> **Work instructions**: Keep images out and repeat all data exactly.

> **Provided material**:
* * * * * * *

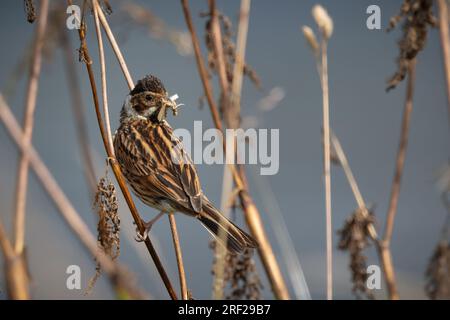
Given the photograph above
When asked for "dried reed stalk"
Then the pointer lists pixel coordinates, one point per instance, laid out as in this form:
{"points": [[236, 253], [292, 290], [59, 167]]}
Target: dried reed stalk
{"points": [[220, 251], [78, 108], [238, 71], [327, 165], [30, 106], [179, 257], [112, 161], [445, 43], [252, 215], [101, 55], [343, 162], [60, 200], [384, 244], [116, 49]]}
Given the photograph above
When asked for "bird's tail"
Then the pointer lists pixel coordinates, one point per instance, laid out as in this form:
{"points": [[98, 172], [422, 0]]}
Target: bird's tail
{"points": [[230, 235]]}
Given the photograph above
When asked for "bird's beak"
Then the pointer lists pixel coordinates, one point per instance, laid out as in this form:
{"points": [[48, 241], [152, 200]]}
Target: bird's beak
{"points": [[166, 103]]}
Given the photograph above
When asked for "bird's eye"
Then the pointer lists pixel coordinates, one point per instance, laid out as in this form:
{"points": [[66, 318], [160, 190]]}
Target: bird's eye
{"points": [[139, 108]]}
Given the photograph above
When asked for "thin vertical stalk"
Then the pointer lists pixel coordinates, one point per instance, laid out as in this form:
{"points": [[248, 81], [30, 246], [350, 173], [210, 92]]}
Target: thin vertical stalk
{"points": [[327, 165], [238, 71], [445, 43], [384, 244], [78, 108], [30, 106], [116, 49], [15, 269], [179, 257], [101, 54], [352, 182]]}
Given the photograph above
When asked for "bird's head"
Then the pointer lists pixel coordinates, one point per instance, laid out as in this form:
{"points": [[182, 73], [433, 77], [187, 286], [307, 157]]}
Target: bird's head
{"points": [[148, 100]]}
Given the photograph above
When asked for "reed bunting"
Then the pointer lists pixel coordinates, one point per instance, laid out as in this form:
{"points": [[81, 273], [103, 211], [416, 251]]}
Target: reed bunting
{"points": [[159, 170]]}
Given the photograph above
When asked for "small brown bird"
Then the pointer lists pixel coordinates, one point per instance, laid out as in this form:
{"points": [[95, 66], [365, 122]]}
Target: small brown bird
{"points": [[159, 170]]}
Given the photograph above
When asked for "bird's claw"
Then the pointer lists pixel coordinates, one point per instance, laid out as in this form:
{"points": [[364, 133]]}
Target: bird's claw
{"points": [[141, 237]]}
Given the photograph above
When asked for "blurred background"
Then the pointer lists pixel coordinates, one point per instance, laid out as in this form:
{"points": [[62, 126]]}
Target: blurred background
{"points": [[364, 117]]}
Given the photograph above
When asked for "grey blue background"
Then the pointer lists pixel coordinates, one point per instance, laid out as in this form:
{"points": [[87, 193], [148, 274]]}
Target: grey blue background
{"points": [[363, 115]]}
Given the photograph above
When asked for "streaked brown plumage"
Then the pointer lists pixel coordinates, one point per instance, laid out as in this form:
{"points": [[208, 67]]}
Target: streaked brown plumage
{"points": [[157, 167]]}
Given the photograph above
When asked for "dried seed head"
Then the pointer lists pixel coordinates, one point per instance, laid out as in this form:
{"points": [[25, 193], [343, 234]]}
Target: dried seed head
{"points": [[438, 272], [354, 237], [311, 39], [106, 205], [323, 20], [241, 278], [418, 17]]}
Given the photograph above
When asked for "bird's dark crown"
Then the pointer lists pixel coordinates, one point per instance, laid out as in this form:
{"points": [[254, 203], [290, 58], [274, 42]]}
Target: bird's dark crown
{"points": [[149, 83]]}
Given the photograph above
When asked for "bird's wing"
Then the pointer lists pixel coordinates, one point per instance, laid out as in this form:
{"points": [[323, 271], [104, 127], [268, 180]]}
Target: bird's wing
{"points": [[156, 157]]}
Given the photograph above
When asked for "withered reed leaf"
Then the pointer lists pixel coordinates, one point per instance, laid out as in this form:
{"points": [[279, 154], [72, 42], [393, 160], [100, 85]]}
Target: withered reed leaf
{"points": [[438, 273], [355, 238], [417, 16], [108, 228]]}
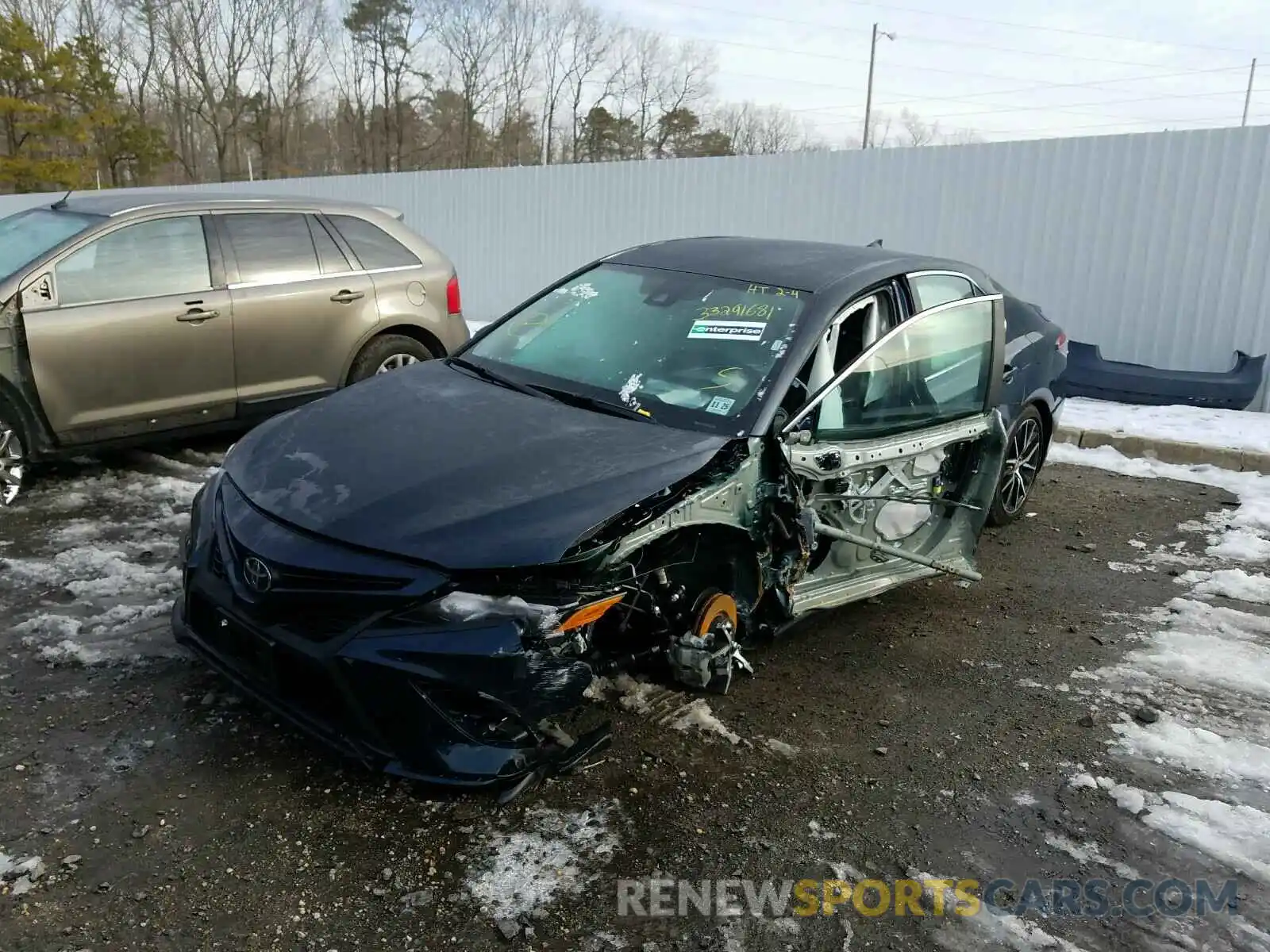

* * * * * * *

> **Solved exercise**:
Given the photograph above
When asked for "dried reed stalk"
Then the pointer lists pixel coordinates, one point per instance, laid out as in this form:
{"points": [[236, 253], [292, 290], [59, 167]]}
Target: dried reed stalk
{"points": [[220, 251], [78, 108], [238, 71], [327, 165], [30, 106], [179, 257], [112, 161], [445, 43], [252, 215], [101, 55], [343, 162], [60, 200], [384, 244], [116, 49]]}
Given the photograph above
When asked for "bird's tail"
Then the pointer lists pixel coordinates, one point per instance, laid out as in this form:
{"points": [[98, 172], [422, 0]]}
Target: bird's tail
{"points": [[230, 235]]}
Given the photograph above
When asked for "bird's beak"
Then the pointer lists pixel coordinates, one point per instance, laid out as in this form:
{"points": [[48, 241], [152, 200]]}
Target: bird's beak
{"points": [[166, 103]]}
Given the photograph above
When asked for "bird's eye"
Then the pointer lists pixel coordinates, one point per instance, laid out as in this form:
{"points": [[66, 318], [160, 190]]}
Target: bird's eye
{"points": [[139, 108]]}
Given the photograph above
When asked for "thin vertical stalk"
Then the pointer lists pixel coordinates, one point per instance, laid out as in this form:
{"points": [[248, 81], [30, 246], [350, 173], [210, 92]]}
Target: thin vertical stalk
{"points": [[327, 165], [238, 71], [445, 43], [384, 244], [78, 108], [30, 106], [116, 49], [15, 269], [179, 257], [101, 54], [352, 182]]}
Given the photograph above
When asked for "bird's head"
Then the pointer lists pixel coordinates, one point per instance, laid out as in this form:
{"points": [[182, 73], [433, 77], [187, 286], [307, 157]]}
Target: bird's head
{"points": [[148, 100]]}
Given the photograph above
When asked for "reed bunting"
Then the pointer lists pixel coordinates, one point per instance, laid out as in this form:
{"points": [[81, 273], [103, 211], [416, 251]]}
Target: reed bunting
{"points": [[159, 170]]}
Given the photograph above
When asked for "small brown bird"
Then the pointer lists pixel coordinates, one point per instance, laid out as in this form:
{"points": [[95, 66], [365, 122]]}
Target: small brown bird
{"points": [[159, 170]]}
Given the photograph above
When asked for "bird's claw"
Then the pointer lists pixel coordinates, one point per instance, laid out as in this form:
{"points": [[364, 133]]}
Target: bird's claw
{"points": [[141, 237]]}
Given the photograph above
When asked for "blurred background"
Then the pointer lists pixel coordinates, one point per instance, laid out as in this form:
{"points": [[62, 126]]}
Target: blurred background
{"points": [[364, 117]]}
Given the photograph above
When asked for "grey blue background"
Then the pointer lists pixel coordinates, one point per instance, laid out as in this form:
{"points": [[87, 193], [148, 274]]}
Target: grey blue background
{"points": [[363, 115]]}
Given the photograph above
When asked for "streaked brown plumage"
Then the pointer lists pixel coordinates, one point per instance, laid out as in this form:
{"points": [[208, 67]]}
Target: streaked brown plumage
{"points": [[157, 167]]}
Given the photograph above
When asked for "dried seed head"
Then the pointer lists pixel coordinates, one point per instance, laid out as in this form:
{"points": [[25, 193], [343, 234]]}
Target: dried seed head
{"points": [[438, 272], [354, 237], [311, 39], [106, 205], [323, 20], [241, 278], [418, 17]]}
Given the photograph above
When asked for "bird's dark crown"
Then the pointer lists pixel coordinates, one point per instance, laid out as in this form:
{"points": [[254, 203], [290, 58], [274, 42]]}
Target: bird's dark crown
{"points": [[149, 83]]}
Given the photograph above
When asked for "bird's wing"
Then the pointer lists pixel coordinates, one point per instance, laid out as in this form:
{"points": [[323, 271], [104, 127], [268, 180]]}
Target: bird's wing
{"points": [[156, 157]]}
Given the photograph above
When asked for "withered reed leaf"
Then the pointer lists pixel coordinates, one point per instance, laid out as in this form:
{"points": [[279, 154], [72, 42], [393, 160], [100, 85]]}
Target: withered reed leaf
{"points": [[438, 273], [355, 238], [417, 16], [108, 228]]}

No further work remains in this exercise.